Task material –
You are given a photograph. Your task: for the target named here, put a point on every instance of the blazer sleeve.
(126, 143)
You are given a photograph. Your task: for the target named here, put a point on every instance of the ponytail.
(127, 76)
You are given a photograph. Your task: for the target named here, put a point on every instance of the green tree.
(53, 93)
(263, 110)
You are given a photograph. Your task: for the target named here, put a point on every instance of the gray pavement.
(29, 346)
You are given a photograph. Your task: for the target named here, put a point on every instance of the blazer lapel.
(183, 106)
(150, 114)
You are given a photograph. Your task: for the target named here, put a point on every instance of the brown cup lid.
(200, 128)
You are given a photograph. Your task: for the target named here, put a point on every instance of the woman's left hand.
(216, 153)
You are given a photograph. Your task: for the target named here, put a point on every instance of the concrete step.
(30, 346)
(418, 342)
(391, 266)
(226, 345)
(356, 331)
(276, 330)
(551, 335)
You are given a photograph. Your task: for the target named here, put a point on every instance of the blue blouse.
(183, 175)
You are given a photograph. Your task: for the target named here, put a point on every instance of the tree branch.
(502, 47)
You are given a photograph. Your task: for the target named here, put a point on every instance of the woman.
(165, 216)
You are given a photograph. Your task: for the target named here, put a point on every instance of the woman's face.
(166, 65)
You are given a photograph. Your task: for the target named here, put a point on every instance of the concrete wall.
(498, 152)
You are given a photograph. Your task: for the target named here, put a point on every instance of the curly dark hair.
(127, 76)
--
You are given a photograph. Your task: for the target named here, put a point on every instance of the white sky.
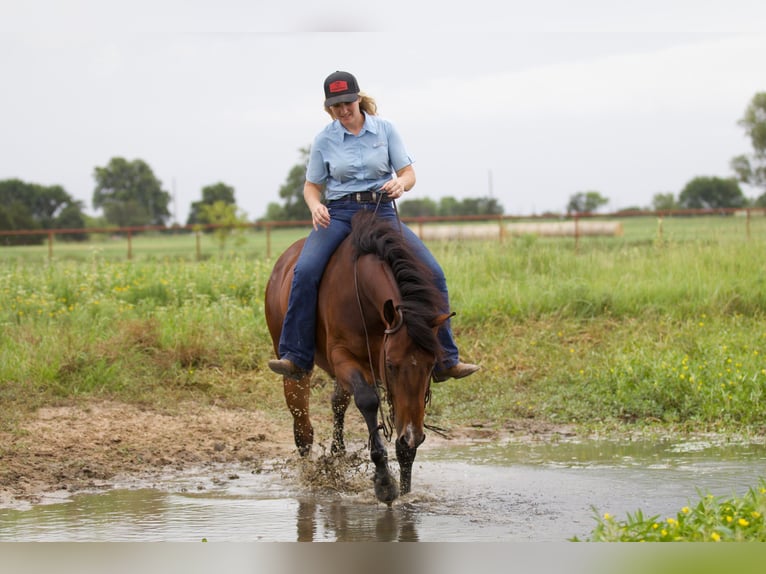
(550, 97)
---
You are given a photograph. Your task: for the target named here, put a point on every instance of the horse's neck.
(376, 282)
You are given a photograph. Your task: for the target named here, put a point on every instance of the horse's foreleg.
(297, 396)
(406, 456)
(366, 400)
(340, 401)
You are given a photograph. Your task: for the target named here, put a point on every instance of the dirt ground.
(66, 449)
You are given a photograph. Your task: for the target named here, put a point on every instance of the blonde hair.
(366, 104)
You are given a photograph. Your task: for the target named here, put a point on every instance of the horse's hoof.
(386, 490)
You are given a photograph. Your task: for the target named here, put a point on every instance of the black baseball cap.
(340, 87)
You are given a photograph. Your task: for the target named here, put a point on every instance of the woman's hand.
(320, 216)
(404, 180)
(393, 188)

To do – How many lines of the records above contain the word "tree"? Reply with the number only.

Task solution – 2